BRIEF -> Please gather every line of the items below that contains the word "stone". Case counts.

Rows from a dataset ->

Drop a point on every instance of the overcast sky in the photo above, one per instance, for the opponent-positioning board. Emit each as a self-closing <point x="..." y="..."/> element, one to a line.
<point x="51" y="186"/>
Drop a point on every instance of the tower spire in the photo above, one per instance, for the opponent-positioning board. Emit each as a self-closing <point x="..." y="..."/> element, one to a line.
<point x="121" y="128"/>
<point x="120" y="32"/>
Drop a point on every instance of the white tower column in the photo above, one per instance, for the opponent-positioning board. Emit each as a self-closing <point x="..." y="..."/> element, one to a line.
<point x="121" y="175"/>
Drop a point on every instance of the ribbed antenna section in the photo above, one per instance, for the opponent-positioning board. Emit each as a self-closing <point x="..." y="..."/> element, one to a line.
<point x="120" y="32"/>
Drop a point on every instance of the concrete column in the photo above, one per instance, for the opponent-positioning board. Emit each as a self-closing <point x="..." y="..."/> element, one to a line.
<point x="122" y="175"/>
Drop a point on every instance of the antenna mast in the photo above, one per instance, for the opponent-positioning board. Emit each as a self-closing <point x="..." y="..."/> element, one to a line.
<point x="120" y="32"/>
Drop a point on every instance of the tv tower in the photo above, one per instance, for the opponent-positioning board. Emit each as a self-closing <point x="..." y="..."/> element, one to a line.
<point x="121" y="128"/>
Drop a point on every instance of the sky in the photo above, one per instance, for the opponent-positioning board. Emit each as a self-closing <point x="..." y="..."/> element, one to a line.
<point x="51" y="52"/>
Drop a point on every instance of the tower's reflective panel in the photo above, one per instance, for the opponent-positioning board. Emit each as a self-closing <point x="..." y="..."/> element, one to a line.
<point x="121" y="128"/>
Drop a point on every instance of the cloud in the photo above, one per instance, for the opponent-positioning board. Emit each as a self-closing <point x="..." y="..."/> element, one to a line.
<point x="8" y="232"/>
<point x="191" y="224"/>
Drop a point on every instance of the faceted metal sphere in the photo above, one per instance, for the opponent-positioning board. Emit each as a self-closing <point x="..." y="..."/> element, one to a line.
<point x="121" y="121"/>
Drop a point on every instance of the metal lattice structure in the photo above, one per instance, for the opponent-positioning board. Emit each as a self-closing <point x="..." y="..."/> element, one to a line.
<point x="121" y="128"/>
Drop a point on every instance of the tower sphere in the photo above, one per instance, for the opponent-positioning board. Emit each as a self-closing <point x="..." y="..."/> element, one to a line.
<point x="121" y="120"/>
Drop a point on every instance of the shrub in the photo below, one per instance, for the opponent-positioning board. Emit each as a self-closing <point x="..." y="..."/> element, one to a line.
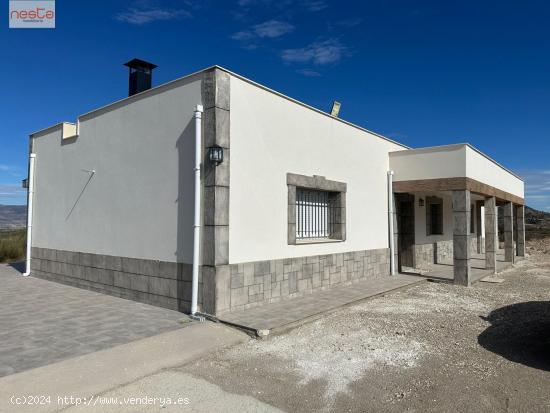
<point x="12" y="245"/>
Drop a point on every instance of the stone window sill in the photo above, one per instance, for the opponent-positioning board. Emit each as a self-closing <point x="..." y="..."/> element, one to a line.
<point x="317" y="241"/>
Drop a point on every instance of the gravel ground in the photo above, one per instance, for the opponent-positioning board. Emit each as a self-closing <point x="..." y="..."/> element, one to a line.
<point x="432" y="347"/>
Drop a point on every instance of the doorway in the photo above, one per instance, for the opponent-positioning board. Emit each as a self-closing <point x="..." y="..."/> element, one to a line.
<point x="405" y="229"/>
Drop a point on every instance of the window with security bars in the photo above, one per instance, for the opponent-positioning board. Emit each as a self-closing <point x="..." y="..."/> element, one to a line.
<point x="317" y="214"/>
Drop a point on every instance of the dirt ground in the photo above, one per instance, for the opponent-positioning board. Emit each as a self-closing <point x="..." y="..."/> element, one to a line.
<point x="434" y="347"/>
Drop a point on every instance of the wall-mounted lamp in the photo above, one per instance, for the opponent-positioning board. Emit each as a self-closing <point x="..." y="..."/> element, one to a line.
<point x="215" y="154"/>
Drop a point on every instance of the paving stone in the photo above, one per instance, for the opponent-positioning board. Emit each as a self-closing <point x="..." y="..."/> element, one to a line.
<point x="56" y="321"/>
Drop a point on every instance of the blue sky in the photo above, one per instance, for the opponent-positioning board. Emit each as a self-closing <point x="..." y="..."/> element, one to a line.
<point x="422" y="72"/>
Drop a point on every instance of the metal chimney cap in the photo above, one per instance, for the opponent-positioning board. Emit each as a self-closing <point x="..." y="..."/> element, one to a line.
<point x="138" y="63"/>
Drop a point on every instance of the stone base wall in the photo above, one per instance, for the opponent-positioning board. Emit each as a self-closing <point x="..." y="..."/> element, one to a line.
<point x="256" y="283"/>
<point x="159" y="283"/>
<point x="440" y="252"/>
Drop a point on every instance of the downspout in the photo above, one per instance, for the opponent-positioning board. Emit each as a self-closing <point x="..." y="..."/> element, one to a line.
<point x="197" y="219"/>
<point x="390" y="222"/>
<point x="30" y="196"/>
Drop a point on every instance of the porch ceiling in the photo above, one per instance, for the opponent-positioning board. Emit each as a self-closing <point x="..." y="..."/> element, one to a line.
<point x="455" y="184"/>
<point x="454" y="167"/>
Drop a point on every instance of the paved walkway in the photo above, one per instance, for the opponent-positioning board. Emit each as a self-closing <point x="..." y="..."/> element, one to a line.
<point x="126" y="371"/>
<point x="42" y="322"/>
<point x="281" y="316"/>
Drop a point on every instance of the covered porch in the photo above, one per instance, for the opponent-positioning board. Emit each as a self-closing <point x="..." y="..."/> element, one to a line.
<point x="446" y="213"/>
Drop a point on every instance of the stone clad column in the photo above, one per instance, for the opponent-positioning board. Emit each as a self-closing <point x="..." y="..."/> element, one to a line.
<point x="461" y="234"/>
<point x="491" y="238"/>
<point x="520" y="222"/>
<point x="508" y="232"/>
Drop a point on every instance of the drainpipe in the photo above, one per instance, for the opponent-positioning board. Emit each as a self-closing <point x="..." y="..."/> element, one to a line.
<point x="32" y="160"/>
<point x="390" y="222"/>
<point x="197" y="220"/>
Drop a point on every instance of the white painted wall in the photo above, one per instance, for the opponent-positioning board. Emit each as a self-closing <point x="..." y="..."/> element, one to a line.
<point x="452" y="161"/>
<point x="270" y="136"/>
<point x="481" y="169"/>
<point x="140" y="201"/>
<point x="420" y="218"/>
<point x="429" y="163"/>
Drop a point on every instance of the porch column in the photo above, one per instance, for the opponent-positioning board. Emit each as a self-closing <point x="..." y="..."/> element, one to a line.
<point x="491" y="234"/>
<point x="479" y="232"/>
<point x="508" y="210"/>
<point x="520" y="222"/>
<point x="461" y="233"/>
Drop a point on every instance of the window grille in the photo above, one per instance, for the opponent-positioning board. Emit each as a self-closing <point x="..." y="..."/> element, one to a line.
<point x="316" y="213"/>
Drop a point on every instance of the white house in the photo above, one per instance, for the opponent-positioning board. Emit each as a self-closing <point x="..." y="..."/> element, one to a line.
<point x="291" y="199"/>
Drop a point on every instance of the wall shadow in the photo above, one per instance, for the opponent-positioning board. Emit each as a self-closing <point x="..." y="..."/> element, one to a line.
<point x="185" y="214"/>
<point x="520" y="333"/>
<point x="18" y="266"/>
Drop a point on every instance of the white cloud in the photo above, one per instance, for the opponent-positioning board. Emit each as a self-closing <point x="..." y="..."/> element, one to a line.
<point x="243" y="36"/>
<point x="308" y="72"/>
<point x="144" y="16"/>
<point x="537" y="187"/>
<point x="273" y="28"/>
<point x="269" y="29"/>
<point x="314" y="5"/>
<point x="351" y="22"/>
<point x="319" y="53"/>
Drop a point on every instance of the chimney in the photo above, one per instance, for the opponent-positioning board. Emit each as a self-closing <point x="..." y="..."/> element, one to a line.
<point x="141" y="73"/>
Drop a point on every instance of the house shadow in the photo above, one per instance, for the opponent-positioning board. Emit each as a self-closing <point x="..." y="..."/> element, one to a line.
<point x="18" y="266"/>
<point x="520" y="333"/>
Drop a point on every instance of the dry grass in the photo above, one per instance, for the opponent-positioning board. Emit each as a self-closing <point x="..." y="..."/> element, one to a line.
<point x="12" y="245"/>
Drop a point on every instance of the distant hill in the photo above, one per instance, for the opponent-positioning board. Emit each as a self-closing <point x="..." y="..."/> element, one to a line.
<point x="537" y="223"/>
<point x="13" y="216"/>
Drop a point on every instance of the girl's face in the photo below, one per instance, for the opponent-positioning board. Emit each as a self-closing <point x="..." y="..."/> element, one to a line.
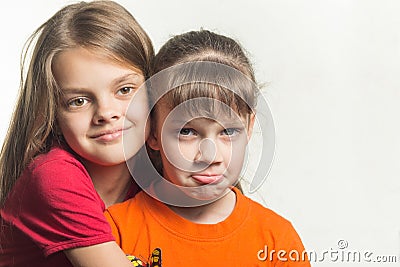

SOLUTION BELOW ->
Drop a point on every instance of the stone window sill in the photo above, one per instance, for the opponent-positioning board. Emit each as a self-closing <point x="..." y="..."/> element, one to a line.
Drop a point on every instance of the paving stone in the photo above, one per instance, for the opponent-positioning board. Emit each as a self-closing <point x="..." y="..."/> element, one to a line.
Drop a point on every instance of the stone base wall in the photo above, one per instance, for the opponent-positioning board. Emit each as a self-closing <point x="..." y="..."/> element, one to a line.
Drop a point on every instance of the stone clad column in the photo above, one per instance, for the opponent-positioning board. Emit each as a self-closing <point x="..." y="..."/> element, one to a line.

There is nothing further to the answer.